◆ Trecho do texto

Kafka ante a psicanálise, ante Max Brod

Franz Kafka — The Poet of Shame and Guilt
Saul Friedlander
Yale University Press
2013

 

“Talvez os judeus não tenham estragado o passado da Alemanha, mas é bastante possível concebê-los estragando o presente da Alemanha”, assinala Franz Kafka em uma carta ao amigo Max Brod, em maio de 1920. Poderiam ser palavras de um radical antissemita, em especial depois do papel dos líderes judeus na revolta comunista de um ano antes, o que aprofundou ainda mais um ódio de fundamento racial. Ou fruto de sarcasmo político diante da condição judaica, deteriorada desde o fim da primeira grande guerra, seis anos antes. No entanto, tal reflexão vinha de um judeu aclimatado e aculturado na tradição alemã e que viria a perder seus parentes mais próximos no Holocausto, duas décadas depois. Kafka se encontrava no meio desses polos históricos, demarcados pelas duas maiores guerras do século XX.

◆ Enunciado A
No trecho do texto sobre Kafka, em que mês e ano Kafka escreveu a carta a Max Brod citada no início?

◆ Linhas de dados

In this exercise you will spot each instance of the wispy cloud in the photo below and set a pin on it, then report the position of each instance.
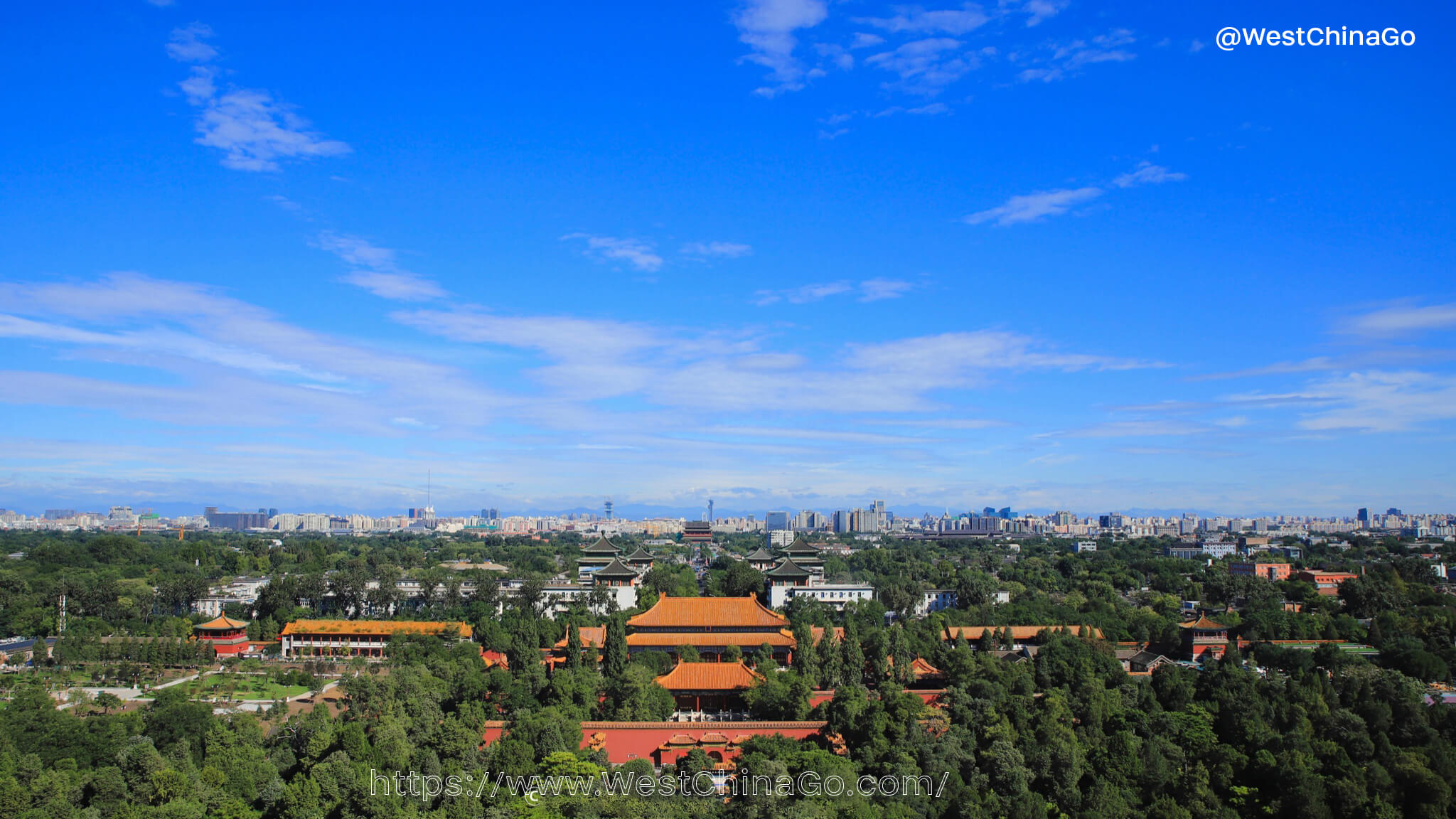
(1039, 11)
(715, 250)
(378, 272)
(225, 362)
(868, 290)
(1034, 208)
(252, 129)
(635, 252)
(882, 289)
(926, 66)
(956, 355)
(188, 44)
(1382, 401)
(1064, 60)
(916, 19)
(768, 26)
(1404, 319)
(1147, 173)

◆ Enunciado B
Reúna todas as linhas de dados que contêm a palavra "will", diferenciando maiúsculas de minúsculas.

◆ Resolução A
Em maio de 1920.

◆ Resolução B
In this exercise you will spot each instance of the wispy cloud in the photo below and set a pin on it, then report the position of each instance.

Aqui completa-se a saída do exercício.